[start SOURCE EXCERPT]
What's strange is if you do a RESET on the VM it will boot perfectly and go through the install. If you compare the .vmx when "broken" and the .vmx after the reset it is identical. So, it's not entirely clear where the issue is unless it boots with a bad value but vSphere writes out a good value that it uses when it boots after the reset?

chris-david-taylor commented 6 years ago

Hi @schmandforke, Can you possibly try and get the vmx file generated by 2.0beta4 and then do a “diff” and post it here please? I think there could be a workaround; if we know what the specific invalid parameters are, we might be able to set them in the vmx config of the packerfile.

embusalacchi commented 6 years ago

@chris-david-taylor here you go - this is from beta4 - windows2016-fbeta4.vmx.txt

embusalacchi commented 6 years ago

@chris-david-taylor from v2 - windows2016-full-L1.v2.vmx.txt

embusalacchi commented 6 years ago

@chris-david-taylor I was looking through the go code (I don't really know go) to see if I could figure out what's being set wrong. If you look at my previous comments the VM works after a reset (and not changing anything else). The .vmx from the slow version and the fast version after the reset seems identical so it's almost like it starts up with a bad param but vSphere fixes it? Not sure - I might just be missing something.
[end SOURCE EXCERPT]
[start SUPPLIED RECORDS]
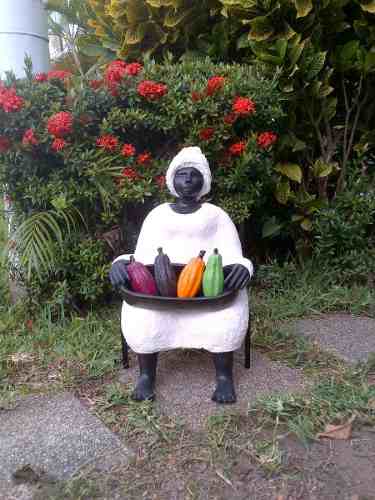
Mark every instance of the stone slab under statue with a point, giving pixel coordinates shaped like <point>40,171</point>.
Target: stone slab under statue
<point>182,229</point>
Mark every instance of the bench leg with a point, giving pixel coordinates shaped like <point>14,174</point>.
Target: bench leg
<point>125,352</point>
<point>248,346</point>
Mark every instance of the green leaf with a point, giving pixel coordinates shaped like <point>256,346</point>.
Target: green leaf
<point>282,192</point>
<point>261,28</point>
<point>299,145</point>
<point>322,169</point>
<point>370,62</point>
<point>369,6</point>
<point>303,7</point>
<point>290,170</point>
<point>306,224</point>
<point>329,108</point>
<point>271,228</point>
<point>348,54</point>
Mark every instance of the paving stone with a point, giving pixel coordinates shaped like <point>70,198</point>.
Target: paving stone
<point>186,381</point>
<point>351,338</point>
<point>54,434</point>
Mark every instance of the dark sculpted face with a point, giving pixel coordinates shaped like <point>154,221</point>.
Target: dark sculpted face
<point>188,182</point>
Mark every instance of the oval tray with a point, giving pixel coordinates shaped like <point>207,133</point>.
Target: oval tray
<point>159,302</point>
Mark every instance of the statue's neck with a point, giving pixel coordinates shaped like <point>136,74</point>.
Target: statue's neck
<point>186,205</point>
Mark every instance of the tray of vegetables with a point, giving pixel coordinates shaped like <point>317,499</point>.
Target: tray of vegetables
<point>166,284</point>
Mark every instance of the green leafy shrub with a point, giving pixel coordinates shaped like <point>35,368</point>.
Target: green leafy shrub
<point>75,155</point>
<point>344,236</point>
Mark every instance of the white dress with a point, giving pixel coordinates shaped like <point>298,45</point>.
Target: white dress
<point>182,236</point>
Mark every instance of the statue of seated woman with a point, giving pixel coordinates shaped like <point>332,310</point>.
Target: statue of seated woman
<point>182,229</point>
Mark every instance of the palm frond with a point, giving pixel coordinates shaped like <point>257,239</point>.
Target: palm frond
<point>39,240</point>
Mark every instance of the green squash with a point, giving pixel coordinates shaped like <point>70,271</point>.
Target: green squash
<point>213,277</point>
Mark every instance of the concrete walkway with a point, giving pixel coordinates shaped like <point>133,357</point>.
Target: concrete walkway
<point>52,437</point>
<point>55,436</point>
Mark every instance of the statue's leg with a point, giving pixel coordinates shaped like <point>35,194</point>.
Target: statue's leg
<point>224,392</point>
<point>147,373</point>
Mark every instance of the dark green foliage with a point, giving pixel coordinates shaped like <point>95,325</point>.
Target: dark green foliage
<point>344,236</point>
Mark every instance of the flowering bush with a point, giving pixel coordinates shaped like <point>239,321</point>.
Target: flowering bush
<point>103,145</point>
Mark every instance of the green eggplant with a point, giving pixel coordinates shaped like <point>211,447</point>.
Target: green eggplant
<point>213,277</point>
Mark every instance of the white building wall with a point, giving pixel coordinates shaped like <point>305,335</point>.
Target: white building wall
<point>23,29</point>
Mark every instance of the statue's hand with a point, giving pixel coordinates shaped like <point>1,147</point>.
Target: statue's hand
<point>238,277</point>
<point>118,274</point>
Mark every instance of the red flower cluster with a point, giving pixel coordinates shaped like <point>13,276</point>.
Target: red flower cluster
<point>214,84</point>
<point>41,77</point>
<point>128,150</point>
<point>151,90</point>
<point>130,173</point>
<point>237,148</point>
<point>230,118</point>
<point>58,144</point>
<point>114,73</point>
<point>4,144</point>
<point>143,158</point>
<point>160,181</point>
<point>29,138</point>
<point>206,133</point>
<point>58,74</point>
<point>9,100</point>
<point>96,84</point>
<point>108,142</point>
<point>133,69</point>
<point>243,106</point>
<point>60,124</point>
<point>266,139</point>
<point>196,96</point>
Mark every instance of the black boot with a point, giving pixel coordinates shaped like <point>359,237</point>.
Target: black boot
<point>224,392</point>
<point>146,382</point>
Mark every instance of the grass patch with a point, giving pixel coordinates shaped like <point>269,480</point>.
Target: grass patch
<point>333,399</point>
<point>285,291</point>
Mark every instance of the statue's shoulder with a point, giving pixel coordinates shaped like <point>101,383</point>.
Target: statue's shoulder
<point>157,212</point>
<point>216,210</point>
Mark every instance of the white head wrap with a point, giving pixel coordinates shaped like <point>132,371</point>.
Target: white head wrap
<point>190,157</point>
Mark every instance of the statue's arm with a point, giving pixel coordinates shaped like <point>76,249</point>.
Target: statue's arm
<point>238,269</point>
<point>145,252</point>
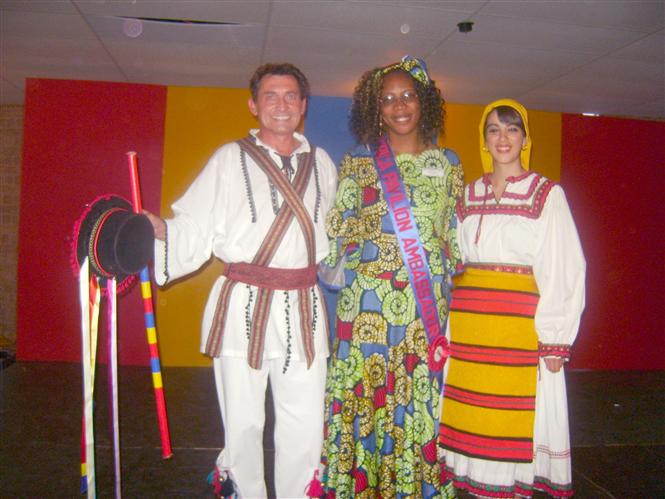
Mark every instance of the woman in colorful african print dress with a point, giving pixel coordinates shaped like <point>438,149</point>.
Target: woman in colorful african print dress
<point>382,407</point>
<point>514,315</point>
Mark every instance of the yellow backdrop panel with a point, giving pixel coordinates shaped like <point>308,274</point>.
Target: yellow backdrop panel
<point>461,135</point>
<point>198,121</point>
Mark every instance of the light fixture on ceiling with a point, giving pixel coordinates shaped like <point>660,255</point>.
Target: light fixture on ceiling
<point>465,26</point>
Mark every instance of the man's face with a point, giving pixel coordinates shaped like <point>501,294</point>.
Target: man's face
<point>279,106</point>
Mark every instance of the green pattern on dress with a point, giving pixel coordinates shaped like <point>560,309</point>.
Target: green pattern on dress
<point>381,405</point>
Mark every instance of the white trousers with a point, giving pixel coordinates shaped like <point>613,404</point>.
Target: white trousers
<point>298,397</point>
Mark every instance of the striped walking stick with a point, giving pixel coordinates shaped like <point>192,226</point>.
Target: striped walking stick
<point>149,316</point>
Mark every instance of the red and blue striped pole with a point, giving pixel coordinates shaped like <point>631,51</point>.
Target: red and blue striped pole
<point>150,326</point>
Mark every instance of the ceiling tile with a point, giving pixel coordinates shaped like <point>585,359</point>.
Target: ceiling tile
<point>513,32</point>
<point>646,16</point>
<point>237,11</point>
<point>381,19</point>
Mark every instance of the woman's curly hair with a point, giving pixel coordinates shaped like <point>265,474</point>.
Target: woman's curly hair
<point>365,120</point>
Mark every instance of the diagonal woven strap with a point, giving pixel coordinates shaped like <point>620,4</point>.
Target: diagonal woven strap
<point>292,206</point>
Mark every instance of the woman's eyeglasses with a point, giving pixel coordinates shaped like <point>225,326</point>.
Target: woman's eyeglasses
<point>406,98</point>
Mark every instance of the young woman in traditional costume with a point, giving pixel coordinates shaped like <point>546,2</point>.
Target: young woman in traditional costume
<point>393,228</point>
<point>514,316</point>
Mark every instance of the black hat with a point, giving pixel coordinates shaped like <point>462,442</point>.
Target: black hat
<point>117,241</point>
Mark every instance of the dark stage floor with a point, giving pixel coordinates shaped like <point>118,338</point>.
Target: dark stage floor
<point>617,429</point>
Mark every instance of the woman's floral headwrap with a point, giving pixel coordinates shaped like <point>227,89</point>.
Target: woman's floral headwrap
<point>414,66</point>
<point>525,154</point>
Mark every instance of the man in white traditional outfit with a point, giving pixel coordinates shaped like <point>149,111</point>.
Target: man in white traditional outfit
<point>259,205</point>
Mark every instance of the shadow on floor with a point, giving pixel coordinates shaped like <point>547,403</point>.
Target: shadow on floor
<point>617,431</point>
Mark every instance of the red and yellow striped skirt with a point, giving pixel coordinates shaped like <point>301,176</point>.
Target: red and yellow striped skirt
<point>490,391</point>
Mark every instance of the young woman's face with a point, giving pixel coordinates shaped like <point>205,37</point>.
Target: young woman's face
<point>504,141</point>
<point>400,107</point>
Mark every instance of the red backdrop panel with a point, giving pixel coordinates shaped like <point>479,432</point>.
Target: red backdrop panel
<point>76,136</point>
<point>612,171</point>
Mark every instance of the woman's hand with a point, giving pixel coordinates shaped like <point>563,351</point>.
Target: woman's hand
<point>554,364</point>
<point>158,225</point>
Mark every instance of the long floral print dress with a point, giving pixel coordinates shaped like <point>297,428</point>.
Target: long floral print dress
<point>381,405</point>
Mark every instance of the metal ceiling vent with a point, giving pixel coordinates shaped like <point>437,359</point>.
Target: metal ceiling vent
<point>133,26</point>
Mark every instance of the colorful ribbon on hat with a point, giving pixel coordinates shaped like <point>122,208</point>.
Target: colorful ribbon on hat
<point>414,66</point>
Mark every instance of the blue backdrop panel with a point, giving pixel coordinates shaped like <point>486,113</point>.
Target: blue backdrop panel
<point>327,126</point>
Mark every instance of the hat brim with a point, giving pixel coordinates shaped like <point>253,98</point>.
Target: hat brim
<point>83,231</point>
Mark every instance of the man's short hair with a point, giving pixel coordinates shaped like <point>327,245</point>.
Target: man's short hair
<point>283,68</point>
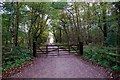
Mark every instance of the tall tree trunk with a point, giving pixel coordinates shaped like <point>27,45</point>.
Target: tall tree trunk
<point>104,25</point>
<point>17,24</point>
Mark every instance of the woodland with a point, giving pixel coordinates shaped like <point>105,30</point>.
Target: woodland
<point>27,24</point>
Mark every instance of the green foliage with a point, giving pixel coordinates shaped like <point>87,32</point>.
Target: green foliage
<point>102,56</point>
<point>15,58</point>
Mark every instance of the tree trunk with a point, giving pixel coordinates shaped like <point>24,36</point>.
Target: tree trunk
<point>17,24</point>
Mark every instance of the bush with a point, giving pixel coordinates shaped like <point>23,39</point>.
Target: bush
<point>15,58</point>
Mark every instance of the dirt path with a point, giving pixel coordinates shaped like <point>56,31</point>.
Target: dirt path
<point>62,66</point>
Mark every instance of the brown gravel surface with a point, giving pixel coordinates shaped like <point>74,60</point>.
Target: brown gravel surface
<point>62,66</point>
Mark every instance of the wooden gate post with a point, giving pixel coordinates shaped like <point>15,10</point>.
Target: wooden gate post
<point>58,50</point>
<point>69,48</point>
<point>81,48</point>
<point>46,49</point>
<point>34,48</point>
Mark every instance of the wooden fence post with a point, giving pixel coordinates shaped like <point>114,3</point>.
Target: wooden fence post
<point>46,49</point>
<point>58,50</point>
<point>34,48</point>
<point>69,49</point>
<point>81,48</point>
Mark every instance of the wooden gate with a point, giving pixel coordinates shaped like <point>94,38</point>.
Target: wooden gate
<point>56,50</point>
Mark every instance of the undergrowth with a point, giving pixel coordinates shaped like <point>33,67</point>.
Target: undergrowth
<point>15,59</point>
<point>102,56</point>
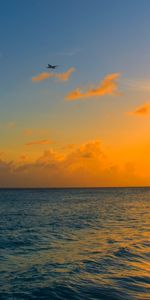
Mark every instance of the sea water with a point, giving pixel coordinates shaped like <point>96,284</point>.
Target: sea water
<point>75,243</point>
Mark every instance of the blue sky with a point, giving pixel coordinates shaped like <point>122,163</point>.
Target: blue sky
<point>97,38</point>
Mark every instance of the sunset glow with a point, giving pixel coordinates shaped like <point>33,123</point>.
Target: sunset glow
<point>86,123</point>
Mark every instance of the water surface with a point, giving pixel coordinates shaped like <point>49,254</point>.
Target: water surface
<point>75,244</point>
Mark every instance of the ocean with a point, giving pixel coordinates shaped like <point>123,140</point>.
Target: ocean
<point>75,244</point>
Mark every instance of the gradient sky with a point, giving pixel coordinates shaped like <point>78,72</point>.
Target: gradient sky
<point>88,122</point>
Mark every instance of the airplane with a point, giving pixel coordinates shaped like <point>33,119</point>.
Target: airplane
<point>52,67</point>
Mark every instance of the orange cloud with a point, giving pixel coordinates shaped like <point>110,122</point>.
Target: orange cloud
<point>60,76</point>
<point>141,110</point>
<point>39,142</point>
<point>84,165</point>
<point>108,86</point>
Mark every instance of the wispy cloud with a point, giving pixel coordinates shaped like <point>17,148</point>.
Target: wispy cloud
<point>39,142</point>
<point>108,86</point>
<point>60,76</point>
<point>142,110</point>
<point>137,84</point>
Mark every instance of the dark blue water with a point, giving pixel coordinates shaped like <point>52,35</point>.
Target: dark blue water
<point>75,244</point>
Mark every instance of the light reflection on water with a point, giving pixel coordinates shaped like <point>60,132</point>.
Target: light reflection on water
<point>75,244</point>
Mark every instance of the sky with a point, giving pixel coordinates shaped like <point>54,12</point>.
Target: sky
<point>86,123</point>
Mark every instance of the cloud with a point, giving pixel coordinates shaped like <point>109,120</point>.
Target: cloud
<point>39,142</point>
<point>84,165</point>
<point>60,76</point>
<point>108,86</point>
<point>142,110</point>
<point>142,85</point>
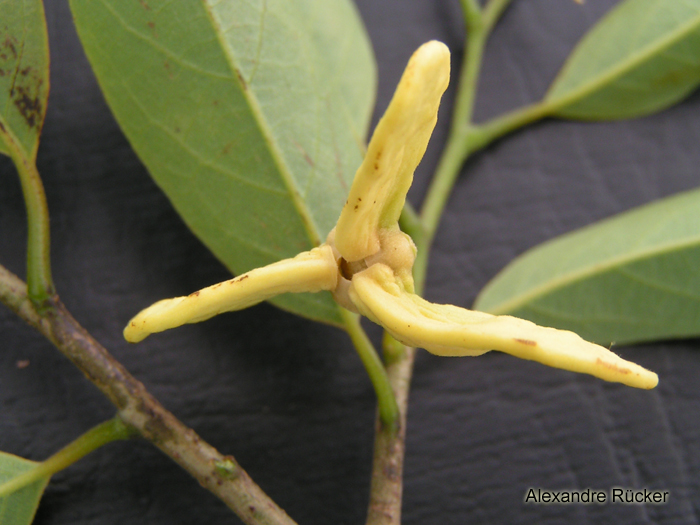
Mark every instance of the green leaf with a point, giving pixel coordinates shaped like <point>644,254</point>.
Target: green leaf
<point>24,76</point>
<point>640,58</point>
<point>19,507</point>
<point>627,279</point>
<point>250,115</point>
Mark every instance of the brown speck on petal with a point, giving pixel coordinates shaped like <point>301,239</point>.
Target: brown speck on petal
<point>613,367</point>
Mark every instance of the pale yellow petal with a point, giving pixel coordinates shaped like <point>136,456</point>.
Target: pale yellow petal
<point>311,271</point>
<point>451,331</point>
<point>379,189</point>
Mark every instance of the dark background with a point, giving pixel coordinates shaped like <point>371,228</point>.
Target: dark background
<point>289,398</point>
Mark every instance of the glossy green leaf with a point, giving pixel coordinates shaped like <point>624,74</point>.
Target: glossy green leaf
<point>19,507</point>
<point>630,278</point>
<point>250,115</point>
<point>640,58</point>
<point>24,76</point>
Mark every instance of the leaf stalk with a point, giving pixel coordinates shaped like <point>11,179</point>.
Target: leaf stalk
<point>96,437</point>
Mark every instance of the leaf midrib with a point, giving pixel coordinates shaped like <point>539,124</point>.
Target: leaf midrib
<point>623,67</point>
<point>275,153</point>
<point>583,273</point>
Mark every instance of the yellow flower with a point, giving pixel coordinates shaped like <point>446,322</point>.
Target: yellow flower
<point>367,261</point>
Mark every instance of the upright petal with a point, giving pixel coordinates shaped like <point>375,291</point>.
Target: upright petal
<point>311,271</point>
<point>451,331</point>
<point>378,192</point>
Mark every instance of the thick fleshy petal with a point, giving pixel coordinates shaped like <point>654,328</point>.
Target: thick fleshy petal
<point>451,331</point>
<point>311,271</point>
<point>378,192</point>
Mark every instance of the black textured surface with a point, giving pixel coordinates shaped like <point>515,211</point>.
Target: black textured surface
<point>289,398</point>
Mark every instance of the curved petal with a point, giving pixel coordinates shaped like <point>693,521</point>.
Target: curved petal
<point>379,189</point>
<point>451,331</point>
<point>311,271</point>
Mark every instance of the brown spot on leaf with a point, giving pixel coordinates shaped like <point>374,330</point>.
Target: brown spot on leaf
<point>9,45</point>
<point>26,99</point>
<point>613,367</point>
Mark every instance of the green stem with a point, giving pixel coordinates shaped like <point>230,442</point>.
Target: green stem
<point>96,437</point>
<point>388,410</point>
<point>39,282</point>
<point>484,134</point>
<point>456,148</point>
<point>386,488</point>
<point>492,13</point>
<point>220,474</point>
<point>464,138</point>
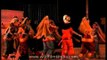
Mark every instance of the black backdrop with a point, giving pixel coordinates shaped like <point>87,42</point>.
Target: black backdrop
<point>56,9</point>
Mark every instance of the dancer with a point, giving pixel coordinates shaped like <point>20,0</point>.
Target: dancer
<point>24,35</point>
<point>97,36</point>
<point>67,32</point>
<point>47,30</point>
<point>88,39</point>
<point>9,37</point>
[end SUPPLIED RECORDS]
Retype the forum thread excerpt in full, with every word and line kept unchanged.

What's strange is if you do a RESET on the VM it will boot perfectly and go through the install. If you compare the .vmx when "broken" and the .vmx after the reset it is identical. So, it's not entirely clear where the issue is unless it boots with a bad value but vSphere writes out a good value that it uses when it boots after the reset?

chris-david-taylor commented 6 years ago

Hi @schmandforke, Can you possibly try and get the vmx file generated by 2.0beta4 and then do a “diff” and post it here please? I think there could be a workaround; if we know what the specific invalid parameters are, we might be able to set them in the vmx config of the packerfile.

embusalacchi commented 6 years ago

@chris-david-taylor here you go - this is from beta4 - windows2016-fbeta4.vmx.txt

embusalacchi commented 6 years ago

@chris-david-taylor from v2 - windows2016-full-L1.v2.vmx.txt

embusalacchi commented 6 years ago

@chris-david-taylor I was looking through the go code (I don't really know go) to see if I could figure out what's being set wrong. If you look at my previous comments the VM works after a reset (and not changing anything else). The .vmx from the slow version and the fast version after the reset seems identical so it's almost like it starts up with a bad param but vSphere fixes it? Not sure - I might just be missing something.